From: Greg Stein <gstein_at_gmail.com>
Date: Thu, 6 Nov 2008 10:32:37 -0800

On Thu, Nov 6, 2008 at 9:47 AM, Mark Mielke <mark_at_mark.mielke.cc> wrote:
>...
> Not necessarily disagreeing - but another example I thought of:
>
> TCP/IP is stream-based, presented a serial stream of characters. In the case
> of an unreliable link, if a set of 64 Kbytes of packets are received, but
> the first 1K is corrupt or lost, we might have to wait for TCP/IP to signal
> a retry and wait for the missing 1K before the whole 64 Kbyte can be read by
> the server. This "wait" time will take the form of the pipe being idle at
> one or both sides for a measurable period of time (something a bit more than
> the round-trip latency of the connection). If two streams are running in
> parallel, the chance of both streams being interrupted at the same instant
> are lower.

Exactly, along with your previous email about the client or server
pausing their network operation in order to perform some activity. In
these scenarios, the pipe is stopped, but we will have *others* that
can continue doing work.

▬▬▬

§ **Directive**
Answer these questions using the email.
(a) In the TCP/IP example, how much of the 64 Kbytes of packets is described as corrupt or lost?
(b) The idle "wait" time is said to last a bit more than what?
(c) According to the reply, why might the client or server pause their network operation?
These rows were taken from a separate source.

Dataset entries
▬▬▬

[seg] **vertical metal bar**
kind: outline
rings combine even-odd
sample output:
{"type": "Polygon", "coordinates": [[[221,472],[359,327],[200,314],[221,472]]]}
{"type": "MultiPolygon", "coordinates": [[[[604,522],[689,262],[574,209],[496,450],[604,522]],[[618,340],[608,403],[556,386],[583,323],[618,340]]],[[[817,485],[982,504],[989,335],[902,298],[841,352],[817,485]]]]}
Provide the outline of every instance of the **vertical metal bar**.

▬▬▬

§ **Final result**
(a) The first 1K.
(b) The round-trip latency of the connection.
(c) To perform some activity.